**YOUR OBJECTIVE**: Take every line containing "outline" out of the records.

**SUPPLIED RECORDS**:
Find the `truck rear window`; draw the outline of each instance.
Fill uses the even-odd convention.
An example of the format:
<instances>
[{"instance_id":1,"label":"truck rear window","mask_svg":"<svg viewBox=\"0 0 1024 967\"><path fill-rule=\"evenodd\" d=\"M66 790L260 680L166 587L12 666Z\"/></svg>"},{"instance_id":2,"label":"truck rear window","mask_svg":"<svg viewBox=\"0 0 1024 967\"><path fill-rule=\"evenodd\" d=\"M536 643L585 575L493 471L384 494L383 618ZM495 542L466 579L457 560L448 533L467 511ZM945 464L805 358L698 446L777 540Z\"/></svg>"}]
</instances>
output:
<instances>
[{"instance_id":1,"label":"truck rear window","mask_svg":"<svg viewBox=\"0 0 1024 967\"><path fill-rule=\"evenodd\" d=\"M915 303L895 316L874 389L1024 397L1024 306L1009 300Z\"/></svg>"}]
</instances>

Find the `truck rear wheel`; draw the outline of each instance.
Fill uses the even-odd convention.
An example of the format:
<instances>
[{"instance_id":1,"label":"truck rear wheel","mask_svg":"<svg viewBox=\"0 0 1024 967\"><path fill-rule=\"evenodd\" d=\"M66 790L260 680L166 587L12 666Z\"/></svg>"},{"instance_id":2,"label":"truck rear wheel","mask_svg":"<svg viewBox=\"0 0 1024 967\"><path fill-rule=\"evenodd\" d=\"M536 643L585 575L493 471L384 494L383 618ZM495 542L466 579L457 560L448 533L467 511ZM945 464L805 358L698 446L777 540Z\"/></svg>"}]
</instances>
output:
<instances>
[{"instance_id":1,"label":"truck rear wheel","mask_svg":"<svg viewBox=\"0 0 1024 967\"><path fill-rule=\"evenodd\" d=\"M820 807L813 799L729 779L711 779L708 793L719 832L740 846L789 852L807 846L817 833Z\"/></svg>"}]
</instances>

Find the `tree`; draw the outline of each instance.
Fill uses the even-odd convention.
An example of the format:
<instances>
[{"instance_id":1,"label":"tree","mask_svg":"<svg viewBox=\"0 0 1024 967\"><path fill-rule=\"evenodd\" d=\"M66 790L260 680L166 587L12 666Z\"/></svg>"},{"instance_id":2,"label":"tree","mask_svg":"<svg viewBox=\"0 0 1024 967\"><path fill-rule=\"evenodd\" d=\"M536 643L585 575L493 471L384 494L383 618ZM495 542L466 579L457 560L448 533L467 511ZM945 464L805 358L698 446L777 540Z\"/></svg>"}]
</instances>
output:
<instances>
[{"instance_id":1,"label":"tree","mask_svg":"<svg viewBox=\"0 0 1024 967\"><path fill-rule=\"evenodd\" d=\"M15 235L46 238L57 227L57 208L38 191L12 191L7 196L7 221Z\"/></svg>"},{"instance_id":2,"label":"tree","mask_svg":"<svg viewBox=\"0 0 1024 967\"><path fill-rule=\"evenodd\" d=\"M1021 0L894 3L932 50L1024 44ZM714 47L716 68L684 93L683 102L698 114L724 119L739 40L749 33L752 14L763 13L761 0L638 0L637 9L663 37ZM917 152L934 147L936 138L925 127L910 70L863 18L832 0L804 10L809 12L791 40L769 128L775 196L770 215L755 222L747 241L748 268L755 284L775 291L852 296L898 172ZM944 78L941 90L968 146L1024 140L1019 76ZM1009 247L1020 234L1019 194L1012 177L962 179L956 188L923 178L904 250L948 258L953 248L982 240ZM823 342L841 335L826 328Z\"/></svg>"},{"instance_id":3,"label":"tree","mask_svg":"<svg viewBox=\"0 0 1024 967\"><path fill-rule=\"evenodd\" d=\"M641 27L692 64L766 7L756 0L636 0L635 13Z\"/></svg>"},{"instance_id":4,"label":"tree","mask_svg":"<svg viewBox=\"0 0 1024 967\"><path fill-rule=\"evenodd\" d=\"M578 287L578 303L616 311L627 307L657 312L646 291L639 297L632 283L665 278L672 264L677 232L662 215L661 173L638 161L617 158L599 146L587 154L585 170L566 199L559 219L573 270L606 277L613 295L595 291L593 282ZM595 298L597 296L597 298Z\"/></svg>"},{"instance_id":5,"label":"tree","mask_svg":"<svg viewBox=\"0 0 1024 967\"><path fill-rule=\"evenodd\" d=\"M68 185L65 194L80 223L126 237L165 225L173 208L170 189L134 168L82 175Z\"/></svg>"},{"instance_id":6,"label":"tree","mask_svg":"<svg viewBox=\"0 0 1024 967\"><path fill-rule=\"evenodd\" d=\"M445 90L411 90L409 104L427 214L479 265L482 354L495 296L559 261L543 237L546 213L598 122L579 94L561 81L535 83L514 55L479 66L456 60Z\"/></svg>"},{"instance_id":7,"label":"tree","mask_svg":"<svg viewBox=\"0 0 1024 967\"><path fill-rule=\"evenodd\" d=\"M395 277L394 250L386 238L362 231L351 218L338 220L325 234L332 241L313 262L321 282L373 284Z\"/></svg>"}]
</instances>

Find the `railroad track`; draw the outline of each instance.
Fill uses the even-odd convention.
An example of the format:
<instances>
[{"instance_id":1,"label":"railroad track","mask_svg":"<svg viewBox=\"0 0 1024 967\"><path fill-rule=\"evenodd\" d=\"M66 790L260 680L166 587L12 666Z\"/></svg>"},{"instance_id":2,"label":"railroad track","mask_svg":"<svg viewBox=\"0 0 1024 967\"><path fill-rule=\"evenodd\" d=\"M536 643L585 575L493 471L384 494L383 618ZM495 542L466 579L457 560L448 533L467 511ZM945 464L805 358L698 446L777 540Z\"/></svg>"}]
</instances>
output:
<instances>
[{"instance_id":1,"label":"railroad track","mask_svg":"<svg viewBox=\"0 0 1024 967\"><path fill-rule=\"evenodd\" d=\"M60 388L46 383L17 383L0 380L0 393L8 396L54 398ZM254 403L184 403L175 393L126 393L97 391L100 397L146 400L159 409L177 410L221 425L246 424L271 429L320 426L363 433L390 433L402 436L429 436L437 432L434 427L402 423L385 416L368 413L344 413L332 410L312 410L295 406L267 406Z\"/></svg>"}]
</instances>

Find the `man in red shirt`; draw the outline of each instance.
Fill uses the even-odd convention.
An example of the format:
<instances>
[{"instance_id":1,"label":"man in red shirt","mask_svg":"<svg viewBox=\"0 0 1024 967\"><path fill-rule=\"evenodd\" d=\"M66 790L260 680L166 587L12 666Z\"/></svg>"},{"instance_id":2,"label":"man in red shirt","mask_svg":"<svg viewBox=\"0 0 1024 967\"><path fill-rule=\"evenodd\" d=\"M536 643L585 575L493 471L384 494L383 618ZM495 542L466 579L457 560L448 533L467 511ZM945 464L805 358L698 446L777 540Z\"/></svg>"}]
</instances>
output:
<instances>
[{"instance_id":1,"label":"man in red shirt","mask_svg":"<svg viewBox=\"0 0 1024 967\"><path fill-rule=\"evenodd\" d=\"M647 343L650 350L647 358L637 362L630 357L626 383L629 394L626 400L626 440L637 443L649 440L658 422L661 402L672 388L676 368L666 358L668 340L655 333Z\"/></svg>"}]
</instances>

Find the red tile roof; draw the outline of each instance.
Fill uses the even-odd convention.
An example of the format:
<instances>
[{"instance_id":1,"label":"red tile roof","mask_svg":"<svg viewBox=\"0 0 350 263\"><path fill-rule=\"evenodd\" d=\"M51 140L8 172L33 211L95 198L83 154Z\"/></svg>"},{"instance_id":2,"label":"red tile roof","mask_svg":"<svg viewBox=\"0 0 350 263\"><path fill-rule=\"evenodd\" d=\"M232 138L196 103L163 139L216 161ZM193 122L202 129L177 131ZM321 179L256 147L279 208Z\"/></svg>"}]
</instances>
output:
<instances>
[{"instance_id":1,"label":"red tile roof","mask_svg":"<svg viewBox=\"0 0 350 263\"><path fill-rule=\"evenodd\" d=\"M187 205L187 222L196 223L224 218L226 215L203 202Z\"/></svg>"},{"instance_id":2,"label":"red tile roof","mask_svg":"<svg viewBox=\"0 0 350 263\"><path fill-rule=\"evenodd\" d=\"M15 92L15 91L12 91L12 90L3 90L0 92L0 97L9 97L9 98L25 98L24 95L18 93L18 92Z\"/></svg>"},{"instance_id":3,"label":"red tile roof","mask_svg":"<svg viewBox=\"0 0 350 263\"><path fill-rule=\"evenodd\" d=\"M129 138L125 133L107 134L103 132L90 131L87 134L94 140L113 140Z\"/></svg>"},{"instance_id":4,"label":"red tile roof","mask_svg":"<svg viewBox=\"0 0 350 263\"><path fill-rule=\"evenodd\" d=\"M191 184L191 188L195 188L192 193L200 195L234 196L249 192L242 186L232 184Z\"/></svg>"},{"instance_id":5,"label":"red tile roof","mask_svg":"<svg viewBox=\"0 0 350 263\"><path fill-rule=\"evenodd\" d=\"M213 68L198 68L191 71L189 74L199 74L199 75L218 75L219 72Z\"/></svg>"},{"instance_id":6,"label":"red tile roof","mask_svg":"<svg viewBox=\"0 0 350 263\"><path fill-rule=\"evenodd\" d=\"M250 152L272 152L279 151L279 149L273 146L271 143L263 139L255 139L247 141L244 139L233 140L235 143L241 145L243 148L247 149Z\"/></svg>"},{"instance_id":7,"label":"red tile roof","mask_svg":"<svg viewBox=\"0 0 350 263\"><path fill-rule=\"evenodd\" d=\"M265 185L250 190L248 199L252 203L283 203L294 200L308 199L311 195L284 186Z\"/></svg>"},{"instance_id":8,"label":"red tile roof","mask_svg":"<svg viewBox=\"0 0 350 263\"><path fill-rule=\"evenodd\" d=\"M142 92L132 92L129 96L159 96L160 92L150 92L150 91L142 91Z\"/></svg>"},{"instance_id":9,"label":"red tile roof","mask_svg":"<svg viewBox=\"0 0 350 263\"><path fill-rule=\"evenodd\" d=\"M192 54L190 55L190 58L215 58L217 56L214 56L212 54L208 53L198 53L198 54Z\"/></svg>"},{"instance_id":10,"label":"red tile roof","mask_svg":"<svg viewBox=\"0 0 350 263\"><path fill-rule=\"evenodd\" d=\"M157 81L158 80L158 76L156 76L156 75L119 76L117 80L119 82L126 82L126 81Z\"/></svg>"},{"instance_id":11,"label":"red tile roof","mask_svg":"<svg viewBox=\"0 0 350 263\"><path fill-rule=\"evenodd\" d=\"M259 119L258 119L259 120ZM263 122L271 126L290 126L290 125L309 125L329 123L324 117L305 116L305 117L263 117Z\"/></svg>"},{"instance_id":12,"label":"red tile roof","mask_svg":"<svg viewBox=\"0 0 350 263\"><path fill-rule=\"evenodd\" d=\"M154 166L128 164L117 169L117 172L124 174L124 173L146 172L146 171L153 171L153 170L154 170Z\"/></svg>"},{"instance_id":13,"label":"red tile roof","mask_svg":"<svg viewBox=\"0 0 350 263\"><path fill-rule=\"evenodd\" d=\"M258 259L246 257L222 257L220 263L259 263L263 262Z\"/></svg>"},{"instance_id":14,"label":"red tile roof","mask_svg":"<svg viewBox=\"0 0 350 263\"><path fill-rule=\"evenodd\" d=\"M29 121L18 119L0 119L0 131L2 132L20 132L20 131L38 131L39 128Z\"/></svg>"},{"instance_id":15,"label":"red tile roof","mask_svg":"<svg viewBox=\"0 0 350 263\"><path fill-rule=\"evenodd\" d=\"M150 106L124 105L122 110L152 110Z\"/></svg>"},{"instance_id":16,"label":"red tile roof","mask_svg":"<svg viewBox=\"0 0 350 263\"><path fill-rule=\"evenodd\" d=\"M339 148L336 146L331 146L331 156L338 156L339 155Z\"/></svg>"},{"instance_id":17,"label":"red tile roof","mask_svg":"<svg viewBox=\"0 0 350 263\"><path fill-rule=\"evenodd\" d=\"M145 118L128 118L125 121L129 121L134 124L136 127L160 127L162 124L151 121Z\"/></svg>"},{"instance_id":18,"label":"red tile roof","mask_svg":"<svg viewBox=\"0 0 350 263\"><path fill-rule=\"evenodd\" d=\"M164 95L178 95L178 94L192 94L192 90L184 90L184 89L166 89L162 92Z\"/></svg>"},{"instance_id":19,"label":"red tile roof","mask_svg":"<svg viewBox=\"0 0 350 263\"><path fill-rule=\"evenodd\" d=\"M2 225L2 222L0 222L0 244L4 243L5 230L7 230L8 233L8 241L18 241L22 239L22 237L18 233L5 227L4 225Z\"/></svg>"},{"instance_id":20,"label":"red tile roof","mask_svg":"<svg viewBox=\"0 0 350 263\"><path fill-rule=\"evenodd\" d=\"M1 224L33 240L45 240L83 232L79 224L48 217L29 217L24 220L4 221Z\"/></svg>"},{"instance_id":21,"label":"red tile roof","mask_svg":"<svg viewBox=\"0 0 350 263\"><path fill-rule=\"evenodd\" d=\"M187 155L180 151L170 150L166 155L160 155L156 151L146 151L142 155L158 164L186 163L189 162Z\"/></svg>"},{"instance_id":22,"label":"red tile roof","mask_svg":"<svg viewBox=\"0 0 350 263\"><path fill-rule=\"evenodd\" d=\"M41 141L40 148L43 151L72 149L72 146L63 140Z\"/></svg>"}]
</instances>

**FINAL ANSWER**:
Find the `truck rear window`; draw the outline of each instance.
Find the `truck rear wheel`; draw the outline of each instance.
Find the `tree`; draw the outline of each instance.
Find the `railroad track`; draw the outline of each instance.
Find the `man in red shirt`; draw the outline of each instance.
Find the red tile roof; draw the outline of each instance.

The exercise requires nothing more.